====== Provided material

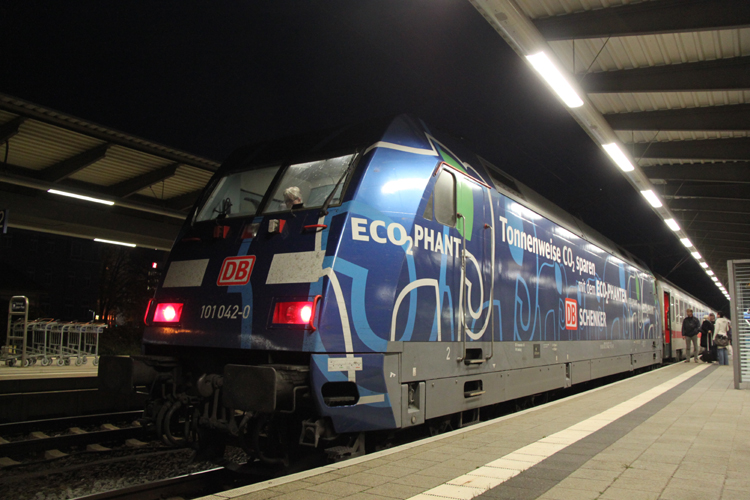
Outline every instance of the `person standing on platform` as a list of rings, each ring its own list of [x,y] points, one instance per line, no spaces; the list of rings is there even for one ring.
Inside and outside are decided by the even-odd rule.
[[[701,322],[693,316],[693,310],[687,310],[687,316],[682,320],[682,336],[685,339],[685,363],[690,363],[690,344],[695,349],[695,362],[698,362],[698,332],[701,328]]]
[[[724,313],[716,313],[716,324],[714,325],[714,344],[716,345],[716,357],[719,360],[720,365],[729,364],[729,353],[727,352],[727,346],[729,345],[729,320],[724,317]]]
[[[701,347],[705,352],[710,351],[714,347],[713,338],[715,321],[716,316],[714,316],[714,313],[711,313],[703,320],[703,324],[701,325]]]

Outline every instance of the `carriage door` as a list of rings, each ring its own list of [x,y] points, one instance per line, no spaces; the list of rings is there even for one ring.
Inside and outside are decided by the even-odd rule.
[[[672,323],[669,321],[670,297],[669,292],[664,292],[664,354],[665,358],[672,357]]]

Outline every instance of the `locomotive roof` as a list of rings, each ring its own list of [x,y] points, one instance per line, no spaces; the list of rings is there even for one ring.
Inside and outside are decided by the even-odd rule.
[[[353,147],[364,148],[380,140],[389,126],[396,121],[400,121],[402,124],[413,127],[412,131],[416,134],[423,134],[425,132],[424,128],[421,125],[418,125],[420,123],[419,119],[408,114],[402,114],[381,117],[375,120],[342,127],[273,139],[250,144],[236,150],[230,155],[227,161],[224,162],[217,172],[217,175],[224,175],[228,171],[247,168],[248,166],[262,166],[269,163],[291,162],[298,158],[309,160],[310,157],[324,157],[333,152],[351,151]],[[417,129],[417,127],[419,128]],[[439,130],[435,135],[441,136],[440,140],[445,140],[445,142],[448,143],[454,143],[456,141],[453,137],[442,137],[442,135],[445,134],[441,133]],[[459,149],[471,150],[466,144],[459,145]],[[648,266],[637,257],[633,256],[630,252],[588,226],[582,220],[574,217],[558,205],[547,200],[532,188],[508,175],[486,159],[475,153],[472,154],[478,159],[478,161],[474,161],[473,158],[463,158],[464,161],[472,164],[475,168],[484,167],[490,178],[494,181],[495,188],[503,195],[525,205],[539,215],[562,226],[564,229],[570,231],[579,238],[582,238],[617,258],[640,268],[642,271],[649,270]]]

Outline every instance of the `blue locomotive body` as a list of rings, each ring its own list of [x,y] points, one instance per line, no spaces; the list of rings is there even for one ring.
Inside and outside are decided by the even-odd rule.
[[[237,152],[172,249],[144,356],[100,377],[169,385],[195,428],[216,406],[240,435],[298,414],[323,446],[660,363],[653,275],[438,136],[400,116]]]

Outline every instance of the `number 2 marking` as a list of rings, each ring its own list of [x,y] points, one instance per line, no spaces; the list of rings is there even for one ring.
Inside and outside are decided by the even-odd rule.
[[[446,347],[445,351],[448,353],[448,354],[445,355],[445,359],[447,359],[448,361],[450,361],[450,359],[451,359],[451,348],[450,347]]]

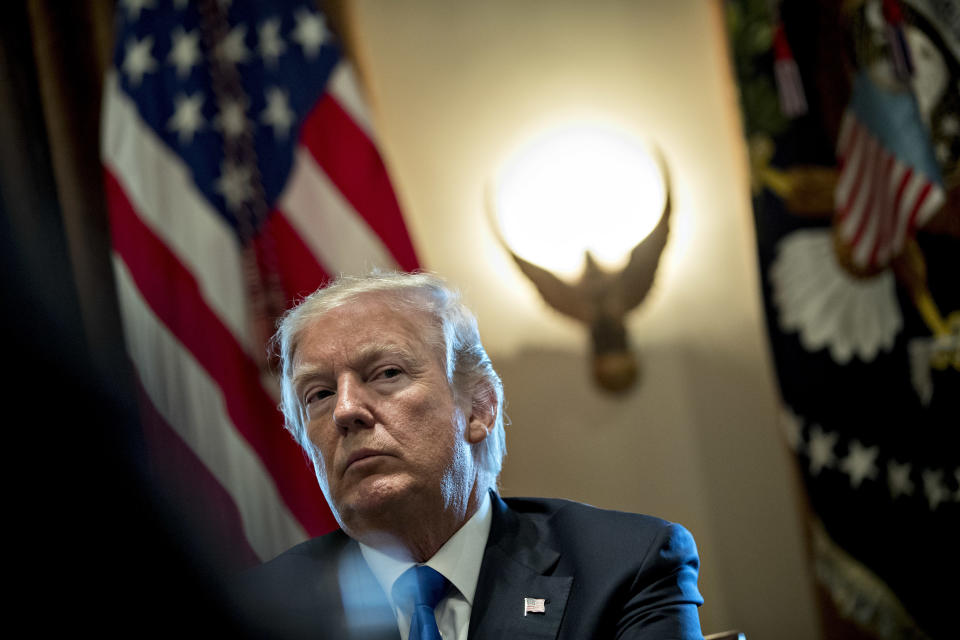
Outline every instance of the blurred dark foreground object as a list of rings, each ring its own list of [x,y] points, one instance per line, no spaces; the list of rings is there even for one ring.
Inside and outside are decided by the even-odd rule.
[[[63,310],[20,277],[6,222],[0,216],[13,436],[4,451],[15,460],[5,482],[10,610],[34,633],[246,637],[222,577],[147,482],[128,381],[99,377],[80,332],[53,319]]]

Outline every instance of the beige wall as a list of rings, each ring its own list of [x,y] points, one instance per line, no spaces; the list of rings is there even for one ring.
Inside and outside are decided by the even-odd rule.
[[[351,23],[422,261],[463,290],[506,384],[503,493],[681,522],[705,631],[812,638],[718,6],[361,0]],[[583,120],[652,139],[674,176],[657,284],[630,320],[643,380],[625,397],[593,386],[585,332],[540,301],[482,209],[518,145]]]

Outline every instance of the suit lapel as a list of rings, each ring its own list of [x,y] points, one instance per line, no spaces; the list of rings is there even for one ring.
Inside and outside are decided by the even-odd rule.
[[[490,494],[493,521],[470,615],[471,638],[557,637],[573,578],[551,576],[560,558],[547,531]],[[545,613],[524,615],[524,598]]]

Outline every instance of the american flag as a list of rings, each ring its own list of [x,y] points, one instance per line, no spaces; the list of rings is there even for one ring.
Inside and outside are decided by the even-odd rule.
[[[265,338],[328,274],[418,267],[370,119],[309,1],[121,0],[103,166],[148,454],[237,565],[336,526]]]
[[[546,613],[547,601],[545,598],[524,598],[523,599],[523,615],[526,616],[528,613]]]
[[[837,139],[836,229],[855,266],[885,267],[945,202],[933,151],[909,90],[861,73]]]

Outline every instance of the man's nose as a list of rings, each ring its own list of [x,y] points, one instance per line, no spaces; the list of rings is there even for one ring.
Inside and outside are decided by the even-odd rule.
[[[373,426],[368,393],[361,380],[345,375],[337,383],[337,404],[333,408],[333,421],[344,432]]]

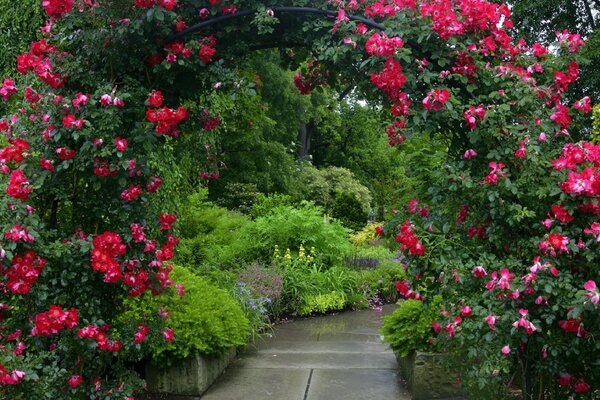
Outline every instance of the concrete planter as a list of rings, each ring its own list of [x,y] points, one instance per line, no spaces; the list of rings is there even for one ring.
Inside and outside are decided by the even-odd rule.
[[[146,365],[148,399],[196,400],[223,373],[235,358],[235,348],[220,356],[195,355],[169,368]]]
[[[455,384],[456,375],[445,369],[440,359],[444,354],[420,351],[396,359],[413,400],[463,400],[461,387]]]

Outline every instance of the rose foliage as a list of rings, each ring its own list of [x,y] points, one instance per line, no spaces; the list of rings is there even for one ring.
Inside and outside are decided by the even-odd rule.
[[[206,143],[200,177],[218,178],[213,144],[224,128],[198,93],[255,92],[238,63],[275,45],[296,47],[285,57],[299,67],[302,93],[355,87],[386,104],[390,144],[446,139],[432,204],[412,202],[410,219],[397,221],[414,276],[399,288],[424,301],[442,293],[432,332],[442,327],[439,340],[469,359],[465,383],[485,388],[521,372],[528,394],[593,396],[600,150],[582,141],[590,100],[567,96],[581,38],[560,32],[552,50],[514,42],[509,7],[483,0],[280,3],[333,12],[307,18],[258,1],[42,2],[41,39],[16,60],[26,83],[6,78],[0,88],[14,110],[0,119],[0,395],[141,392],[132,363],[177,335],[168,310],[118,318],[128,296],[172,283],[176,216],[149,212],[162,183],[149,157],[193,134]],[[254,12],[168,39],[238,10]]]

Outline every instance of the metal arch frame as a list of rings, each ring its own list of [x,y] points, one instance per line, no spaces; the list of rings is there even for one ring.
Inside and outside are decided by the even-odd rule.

============

Exercise instructions: Looking at the records above, how many lines have the word "locomotive" in them? State the number only.

Response to the task: 2